GIVEN PASSAGE:

..........

In [1]:
import openai
import numpy as np
import os
from typing import Dict, List
import json
import pandas as pd

In [2]:
openai.api_key=""

In [3]:
literature = np.load('literature.npy', allow_pickle=True).item()
example = np.load('example.npy', allow_pickle=True).item()

In [5]:
def get_completion(prompt, temperature_new, model='gpt-4o-mini'):
    messages = [{"role": "system", "content": "You are a research assistant and are responsible to extract structured knowledge from climate mobility literature"},
               {"role": "user", "content": prompt}]
    response = openai.ChatCompletion.create(
        model=model,
        messages=messages,
        temperature=temperature_new,
    )
    return response.choices[0].message.content

In [8]:
EXAMPLE_PROMPT = f"""

<Prof. Dr. Patrick Sakdapolrak>: Please extract triples from this peer-reviewed scientific paper of climate mobility: 
\"\"\"{example}\"\"\"
according to the following instructions:

First, read and understand the context carefully, especially its abstract, methods, results and conclusions. 
Second, extract knowledge related to climate mobility as triples embedded in the text. In detail, a triple should look like <head, relation, tail>. \
Head and tails are entities (like 'elderly', 'poor people', etc.) or events (like 'flooding', 'heating', 'conflicts', etc.) related to climate and \
human mobility as well as imtermediate socio-demo-economic factors. 

Keep in mind that sometimes papers do have sections called 'introduction', 'state of the art', 'related works', 'motivation', or other \
semantically similar phrases. (Section titles are reflected in the dictionary as keys.) Be careful with these sections since the authors may introduce \
other research there. You should not wrongly consider those related research for summarizing these indices. Also distinguish results of the paper \
with hypotheses, and descriptions of circumstance etc., the latters should also not be counted.

Please make your result as a list of dictionary in Python.

..........

DATA RECORDS:
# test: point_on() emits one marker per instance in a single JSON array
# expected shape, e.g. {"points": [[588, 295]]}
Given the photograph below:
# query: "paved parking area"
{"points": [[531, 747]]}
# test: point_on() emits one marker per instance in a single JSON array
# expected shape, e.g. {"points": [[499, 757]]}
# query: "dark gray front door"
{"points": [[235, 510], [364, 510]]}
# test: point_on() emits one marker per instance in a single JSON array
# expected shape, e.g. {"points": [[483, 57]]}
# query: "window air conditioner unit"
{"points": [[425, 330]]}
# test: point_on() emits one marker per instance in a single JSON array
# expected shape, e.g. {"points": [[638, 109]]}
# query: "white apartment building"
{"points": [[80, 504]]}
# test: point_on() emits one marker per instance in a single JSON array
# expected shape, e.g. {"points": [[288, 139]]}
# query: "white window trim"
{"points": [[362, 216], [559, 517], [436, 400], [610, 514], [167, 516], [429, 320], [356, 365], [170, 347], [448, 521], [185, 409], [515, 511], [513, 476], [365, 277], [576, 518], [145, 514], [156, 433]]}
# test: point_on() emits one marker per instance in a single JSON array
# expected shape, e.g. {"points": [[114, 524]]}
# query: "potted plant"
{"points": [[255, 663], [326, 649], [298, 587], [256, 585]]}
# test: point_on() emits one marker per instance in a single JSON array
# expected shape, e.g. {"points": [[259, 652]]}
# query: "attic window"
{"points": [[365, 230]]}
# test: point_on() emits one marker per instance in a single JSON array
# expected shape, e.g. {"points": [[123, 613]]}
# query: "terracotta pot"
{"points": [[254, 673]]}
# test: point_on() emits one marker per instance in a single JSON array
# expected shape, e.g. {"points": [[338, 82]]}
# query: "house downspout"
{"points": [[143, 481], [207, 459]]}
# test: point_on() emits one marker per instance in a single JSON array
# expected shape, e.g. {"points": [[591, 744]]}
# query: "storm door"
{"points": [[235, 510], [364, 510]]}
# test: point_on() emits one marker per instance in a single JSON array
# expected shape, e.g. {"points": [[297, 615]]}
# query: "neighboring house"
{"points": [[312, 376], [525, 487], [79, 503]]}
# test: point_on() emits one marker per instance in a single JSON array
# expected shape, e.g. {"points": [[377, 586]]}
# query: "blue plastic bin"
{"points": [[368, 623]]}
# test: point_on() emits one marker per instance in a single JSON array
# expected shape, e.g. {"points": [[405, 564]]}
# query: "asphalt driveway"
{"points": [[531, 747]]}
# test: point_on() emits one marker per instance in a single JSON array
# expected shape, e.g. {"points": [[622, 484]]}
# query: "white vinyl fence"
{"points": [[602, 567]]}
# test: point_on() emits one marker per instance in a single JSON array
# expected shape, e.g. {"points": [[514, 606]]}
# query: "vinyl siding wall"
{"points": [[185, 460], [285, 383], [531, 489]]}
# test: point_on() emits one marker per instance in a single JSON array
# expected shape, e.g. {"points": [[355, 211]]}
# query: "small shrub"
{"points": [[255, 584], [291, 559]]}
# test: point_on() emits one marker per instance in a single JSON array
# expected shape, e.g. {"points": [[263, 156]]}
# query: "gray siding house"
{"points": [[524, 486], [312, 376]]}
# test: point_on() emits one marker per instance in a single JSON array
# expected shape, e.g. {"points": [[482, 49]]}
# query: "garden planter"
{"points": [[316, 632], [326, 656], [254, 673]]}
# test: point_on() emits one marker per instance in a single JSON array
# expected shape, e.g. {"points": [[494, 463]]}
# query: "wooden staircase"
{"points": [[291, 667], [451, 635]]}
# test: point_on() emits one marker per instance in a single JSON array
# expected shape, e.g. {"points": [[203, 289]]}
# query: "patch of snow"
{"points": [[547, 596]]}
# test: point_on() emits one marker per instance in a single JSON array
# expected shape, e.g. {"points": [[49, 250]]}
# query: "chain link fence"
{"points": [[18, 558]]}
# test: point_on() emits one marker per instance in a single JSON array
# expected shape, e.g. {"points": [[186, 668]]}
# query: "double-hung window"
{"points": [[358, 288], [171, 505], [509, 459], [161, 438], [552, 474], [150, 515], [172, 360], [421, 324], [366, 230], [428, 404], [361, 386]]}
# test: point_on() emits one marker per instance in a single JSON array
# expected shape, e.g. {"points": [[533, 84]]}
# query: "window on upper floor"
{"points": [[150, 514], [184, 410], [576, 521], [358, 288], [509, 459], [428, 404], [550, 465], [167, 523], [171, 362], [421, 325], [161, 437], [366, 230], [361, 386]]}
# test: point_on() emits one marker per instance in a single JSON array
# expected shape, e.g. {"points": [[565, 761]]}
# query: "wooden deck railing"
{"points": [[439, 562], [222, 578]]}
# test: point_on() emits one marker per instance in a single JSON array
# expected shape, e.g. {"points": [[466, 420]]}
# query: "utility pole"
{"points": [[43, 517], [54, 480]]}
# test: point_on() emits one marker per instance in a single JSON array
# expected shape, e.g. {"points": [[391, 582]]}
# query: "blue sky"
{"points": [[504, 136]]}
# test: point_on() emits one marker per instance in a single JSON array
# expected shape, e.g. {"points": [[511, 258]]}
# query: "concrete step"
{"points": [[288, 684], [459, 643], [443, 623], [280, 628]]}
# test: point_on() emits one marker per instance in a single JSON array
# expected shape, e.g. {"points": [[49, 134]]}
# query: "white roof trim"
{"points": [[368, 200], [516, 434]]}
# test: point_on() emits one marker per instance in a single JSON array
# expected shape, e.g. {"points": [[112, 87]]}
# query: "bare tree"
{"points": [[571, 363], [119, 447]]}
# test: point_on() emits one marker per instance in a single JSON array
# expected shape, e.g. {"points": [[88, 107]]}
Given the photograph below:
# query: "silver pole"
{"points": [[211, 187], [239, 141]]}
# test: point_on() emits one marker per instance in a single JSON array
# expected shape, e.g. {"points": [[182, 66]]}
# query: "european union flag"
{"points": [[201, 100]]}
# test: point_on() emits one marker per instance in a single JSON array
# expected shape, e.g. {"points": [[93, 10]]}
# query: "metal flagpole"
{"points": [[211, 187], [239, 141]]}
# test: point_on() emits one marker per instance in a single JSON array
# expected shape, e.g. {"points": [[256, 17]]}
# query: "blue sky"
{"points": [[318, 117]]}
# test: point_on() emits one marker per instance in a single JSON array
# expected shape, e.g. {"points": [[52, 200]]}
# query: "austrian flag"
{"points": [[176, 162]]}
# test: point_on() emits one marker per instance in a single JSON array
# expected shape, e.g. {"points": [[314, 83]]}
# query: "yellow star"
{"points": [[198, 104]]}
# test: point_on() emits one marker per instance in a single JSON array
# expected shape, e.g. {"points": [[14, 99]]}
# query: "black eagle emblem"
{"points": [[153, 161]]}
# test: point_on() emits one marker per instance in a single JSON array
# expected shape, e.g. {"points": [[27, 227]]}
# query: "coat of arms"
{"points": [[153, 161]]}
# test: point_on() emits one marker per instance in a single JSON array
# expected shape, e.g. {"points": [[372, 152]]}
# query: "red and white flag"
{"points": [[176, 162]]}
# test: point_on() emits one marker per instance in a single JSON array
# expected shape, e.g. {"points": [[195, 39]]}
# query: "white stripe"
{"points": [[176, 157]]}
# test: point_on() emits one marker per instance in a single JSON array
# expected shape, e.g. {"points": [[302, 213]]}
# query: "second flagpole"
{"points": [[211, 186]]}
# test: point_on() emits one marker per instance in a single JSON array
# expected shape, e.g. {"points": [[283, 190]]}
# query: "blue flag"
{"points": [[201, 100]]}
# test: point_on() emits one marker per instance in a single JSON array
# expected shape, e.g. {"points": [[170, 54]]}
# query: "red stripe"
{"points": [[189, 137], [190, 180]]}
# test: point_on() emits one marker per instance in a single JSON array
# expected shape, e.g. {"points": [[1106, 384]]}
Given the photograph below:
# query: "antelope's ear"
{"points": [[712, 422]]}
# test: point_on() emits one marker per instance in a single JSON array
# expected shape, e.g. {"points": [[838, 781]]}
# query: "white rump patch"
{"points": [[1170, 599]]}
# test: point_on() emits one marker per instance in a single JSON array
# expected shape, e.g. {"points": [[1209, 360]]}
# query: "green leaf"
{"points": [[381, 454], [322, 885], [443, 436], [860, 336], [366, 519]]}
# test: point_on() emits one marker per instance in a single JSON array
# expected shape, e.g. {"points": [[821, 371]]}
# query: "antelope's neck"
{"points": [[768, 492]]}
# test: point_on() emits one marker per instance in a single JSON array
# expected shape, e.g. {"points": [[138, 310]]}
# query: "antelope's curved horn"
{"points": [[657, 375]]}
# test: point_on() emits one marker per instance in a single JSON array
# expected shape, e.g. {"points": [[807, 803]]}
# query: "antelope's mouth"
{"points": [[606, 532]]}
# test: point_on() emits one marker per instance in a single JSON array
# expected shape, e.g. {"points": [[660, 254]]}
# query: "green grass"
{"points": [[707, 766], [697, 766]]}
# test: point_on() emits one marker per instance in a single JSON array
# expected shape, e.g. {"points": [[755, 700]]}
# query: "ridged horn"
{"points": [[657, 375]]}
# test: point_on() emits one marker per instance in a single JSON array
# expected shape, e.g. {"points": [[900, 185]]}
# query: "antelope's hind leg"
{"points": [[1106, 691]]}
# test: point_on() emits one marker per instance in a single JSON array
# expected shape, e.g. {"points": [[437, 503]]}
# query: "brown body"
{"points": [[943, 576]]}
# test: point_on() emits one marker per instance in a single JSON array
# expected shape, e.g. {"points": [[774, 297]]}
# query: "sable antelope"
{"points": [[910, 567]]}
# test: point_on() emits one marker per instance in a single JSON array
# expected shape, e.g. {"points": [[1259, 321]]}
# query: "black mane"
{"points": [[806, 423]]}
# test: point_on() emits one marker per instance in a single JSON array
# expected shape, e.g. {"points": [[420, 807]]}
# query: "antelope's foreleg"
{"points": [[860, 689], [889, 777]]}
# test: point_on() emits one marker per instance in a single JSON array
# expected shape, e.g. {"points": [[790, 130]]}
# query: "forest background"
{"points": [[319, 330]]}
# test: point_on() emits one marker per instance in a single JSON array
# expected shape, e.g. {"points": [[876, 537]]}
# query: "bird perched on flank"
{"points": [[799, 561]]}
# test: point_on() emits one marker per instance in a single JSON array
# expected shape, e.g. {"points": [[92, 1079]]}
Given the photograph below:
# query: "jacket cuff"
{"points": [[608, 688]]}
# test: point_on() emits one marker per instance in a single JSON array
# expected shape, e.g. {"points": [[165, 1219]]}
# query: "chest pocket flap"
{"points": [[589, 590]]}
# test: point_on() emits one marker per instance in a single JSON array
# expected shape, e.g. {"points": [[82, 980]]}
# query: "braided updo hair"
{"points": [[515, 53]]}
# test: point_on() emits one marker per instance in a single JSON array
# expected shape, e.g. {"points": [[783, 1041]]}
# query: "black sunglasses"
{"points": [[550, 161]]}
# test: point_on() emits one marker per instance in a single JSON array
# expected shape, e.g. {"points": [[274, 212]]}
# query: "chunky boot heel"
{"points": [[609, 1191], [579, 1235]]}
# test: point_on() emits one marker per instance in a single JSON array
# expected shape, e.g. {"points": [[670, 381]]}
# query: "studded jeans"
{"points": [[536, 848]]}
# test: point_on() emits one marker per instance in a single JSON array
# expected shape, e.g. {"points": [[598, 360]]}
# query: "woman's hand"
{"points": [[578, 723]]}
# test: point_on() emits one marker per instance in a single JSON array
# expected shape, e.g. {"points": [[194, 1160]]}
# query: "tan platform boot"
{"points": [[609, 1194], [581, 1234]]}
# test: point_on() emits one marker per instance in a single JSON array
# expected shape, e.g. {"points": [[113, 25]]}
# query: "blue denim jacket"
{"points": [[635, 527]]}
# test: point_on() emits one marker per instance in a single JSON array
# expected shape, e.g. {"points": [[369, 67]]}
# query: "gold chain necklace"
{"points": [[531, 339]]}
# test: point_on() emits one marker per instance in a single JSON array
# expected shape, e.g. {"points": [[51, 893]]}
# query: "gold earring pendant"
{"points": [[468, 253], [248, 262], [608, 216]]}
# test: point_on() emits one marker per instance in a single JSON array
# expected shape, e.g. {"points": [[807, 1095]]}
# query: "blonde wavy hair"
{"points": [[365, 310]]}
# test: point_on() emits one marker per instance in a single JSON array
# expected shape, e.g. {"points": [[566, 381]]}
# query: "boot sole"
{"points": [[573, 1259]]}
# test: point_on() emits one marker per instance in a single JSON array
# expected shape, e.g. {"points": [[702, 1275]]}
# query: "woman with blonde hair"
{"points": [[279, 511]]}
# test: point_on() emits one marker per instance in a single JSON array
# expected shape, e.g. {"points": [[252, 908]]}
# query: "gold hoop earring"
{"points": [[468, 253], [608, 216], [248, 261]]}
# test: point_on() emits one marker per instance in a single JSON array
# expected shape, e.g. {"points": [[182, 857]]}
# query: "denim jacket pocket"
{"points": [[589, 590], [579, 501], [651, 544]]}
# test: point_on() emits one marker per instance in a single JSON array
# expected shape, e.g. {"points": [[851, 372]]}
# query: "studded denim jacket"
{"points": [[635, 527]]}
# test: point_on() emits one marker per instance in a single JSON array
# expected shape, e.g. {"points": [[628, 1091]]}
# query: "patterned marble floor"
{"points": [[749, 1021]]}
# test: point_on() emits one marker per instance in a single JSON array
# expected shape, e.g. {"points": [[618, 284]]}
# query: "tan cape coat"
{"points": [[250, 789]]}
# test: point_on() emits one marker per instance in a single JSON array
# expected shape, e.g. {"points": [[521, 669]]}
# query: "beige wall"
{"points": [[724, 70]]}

..........

WORK REQUIRED: Check each statement against the climate mobility notebook: (a) the get_completion function uses gpt-4o-mini as its default model; (b) the prompt asks for the result as a JSON string; (c) the system message casts the assistant as a reviewer of climate policy. For each, give yes or no and quote the notebook's deciding words.

EXPECTED ANSWER:
(a) Yes: "model='gpt-4o-mini'"
(b) No: "Please make your result as a list of dictionary in Python."
(c) No: "You are a research assistant and are responsible to extract structured knowledge from climate mobility literature"